*EXERCISE REQUIREMENTS*. Render every line of the records below as a numbered list, leaving out any blank lines.

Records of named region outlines
[start]
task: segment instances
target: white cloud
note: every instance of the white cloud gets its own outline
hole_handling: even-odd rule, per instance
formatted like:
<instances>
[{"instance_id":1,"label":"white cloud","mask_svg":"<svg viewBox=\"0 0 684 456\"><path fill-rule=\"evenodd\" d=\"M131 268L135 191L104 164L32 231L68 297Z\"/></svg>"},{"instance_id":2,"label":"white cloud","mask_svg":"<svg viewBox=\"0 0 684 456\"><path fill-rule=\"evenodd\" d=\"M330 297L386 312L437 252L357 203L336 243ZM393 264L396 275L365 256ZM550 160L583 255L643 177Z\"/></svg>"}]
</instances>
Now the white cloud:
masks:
[end]
*RESULT BELOW*.
1. task: segment instances
2. target: white cloud
3. note: every instance of the white cloud gets its own outline
4. hole_handling: even-odd rule, per instance
5. formatted like:
6. <instances>
7. [{"instance_id":1,"label":"white cloud","mask_svg":"<svg viewBox=\"0 0 684 456\"><path fill-rule=\"evenodd\" d=\"M131 268L135 191L104 164L32 231L68 297Z\"/></svg>"},{"instance_id":2,"label":"white cloud","mask_svg":"<svg viewBox=\"0 0 684 456\"><path fill-rule=\"evenodd\" d=\"M330 297L386 312L437 252L357 203L336 243ZM393 264L396 275L365 256ZM550 160L583 255L643 177Z\"/></svg>"}]
8. </instances>
9. Now the white cloud:
10. masks:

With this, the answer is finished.